Give back all the data exactly, line by line.
--- DATA SECTION Enclosed Below ---
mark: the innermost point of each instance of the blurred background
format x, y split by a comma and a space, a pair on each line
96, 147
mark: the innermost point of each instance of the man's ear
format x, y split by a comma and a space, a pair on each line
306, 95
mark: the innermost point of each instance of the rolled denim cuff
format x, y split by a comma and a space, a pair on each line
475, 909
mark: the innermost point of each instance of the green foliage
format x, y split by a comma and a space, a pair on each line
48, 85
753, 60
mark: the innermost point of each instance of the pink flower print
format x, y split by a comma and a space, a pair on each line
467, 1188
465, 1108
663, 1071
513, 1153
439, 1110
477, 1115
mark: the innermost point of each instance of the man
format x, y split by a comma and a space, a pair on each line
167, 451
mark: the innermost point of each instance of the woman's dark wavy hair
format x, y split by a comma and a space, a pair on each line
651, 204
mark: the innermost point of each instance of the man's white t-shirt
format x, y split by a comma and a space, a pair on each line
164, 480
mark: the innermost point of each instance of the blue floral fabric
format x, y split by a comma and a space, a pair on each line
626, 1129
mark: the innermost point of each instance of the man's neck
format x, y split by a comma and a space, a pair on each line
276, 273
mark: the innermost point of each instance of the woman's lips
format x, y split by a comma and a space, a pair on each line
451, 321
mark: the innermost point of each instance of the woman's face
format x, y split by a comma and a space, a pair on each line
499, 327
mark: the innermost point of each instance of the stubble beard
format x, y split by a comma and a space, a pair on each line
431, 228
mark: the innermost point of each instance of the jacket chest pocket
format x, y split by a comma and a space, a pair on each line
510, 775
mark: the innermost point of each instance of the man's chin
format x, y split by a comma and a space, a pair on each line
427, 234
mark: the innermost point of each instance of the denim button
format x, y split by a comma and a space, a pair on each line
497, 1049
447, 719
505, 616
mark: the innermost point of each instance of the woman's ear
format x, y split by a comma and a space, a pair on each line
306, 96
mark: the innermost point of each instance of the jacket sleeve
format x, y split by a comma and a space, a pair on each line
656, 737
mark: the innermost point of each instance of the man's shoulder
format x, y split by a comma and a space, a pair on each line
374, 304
--- End of Enclosed DATA SECTION ---
▶ [WORKED SOLUTION]:
mark: the innermost point of each instance of the blurred background
format x, y split by a comma and a space, a pair on each line
96, 147
mark: the innermost point of each instance of the man's ear
format x, y split by a comma and a space, a pair on each line
306, 95
mark: the innermost point of each instance of the rolled denim cuff
format x, y split by a comma and a space, a pair on each line
475, 909
mark: the innermost point of each instance of the green foliage
format x, y split by a comma and a space, a pair on each line
48, 85
753, 60
mark: the innermost point of each instance of the pink flower print
format x, y split by a comma and a space, a pair on each line
467, 1188
465, 1108
663, 1071
513, 1153
439, 1110
477, 1115
mark: the innermost point of each instance of the man
format x, y split by a comma and a space, a pair on each line
167, 451
mark: the innermost point of each instance of the woman's dark wavy hair
format x, y split by a comma and a space, a pair on each line
651, 204
mark: the innermost point of each instance of the man's white t-shirt
format x, y split by a comma and a space, a pair on each line
164, 480
mark: the innermost point of each instance of the blue floral fabric
format x, y split by a comma and a space, a pair on each line
626, 1129
mark: the innermost point of each instance of the man's neck
format x, y split by a comma and a space, a pair on each line
276, 273
mark: the innermost point of each instance of the woman's lips
format x, y split by a comma and a space, a pair on each line
451, 321
mark: the innermost point of each instance of the woman's face
format x, y split by a comma and a space, a pair on each line
499, 327
mark: the innermost point of each instance of the stubble beard
format x, y split by a comma and a space, a pair on each line
431, 228
mark: the innermost point of each instance of the jacket chest pocket
format x, y split by a comma and a space, a pair on each line
510, 775
mark: the innermost point of each instance of the man's chin
format x, y split by a comma and a space, a pair on each line
427, 234
mark: the innermost point of each instance of the denim button
format x, y split by a comma and a space, a pair on each line
497, 1049
447, 719
505, 616
mark: the innermost point of each instance of the woman's ear
format x, y split by a comma and a space, a pair on each line
306, 96
mark: the innermost point of each instance of the jacket sleeve
format x, y split by a comma and a space, a pair on each line
656, 737
mark: the innermost point of each instance of the man's shoulder
format x, y split by a comma and a space, a pair on each line
374, 304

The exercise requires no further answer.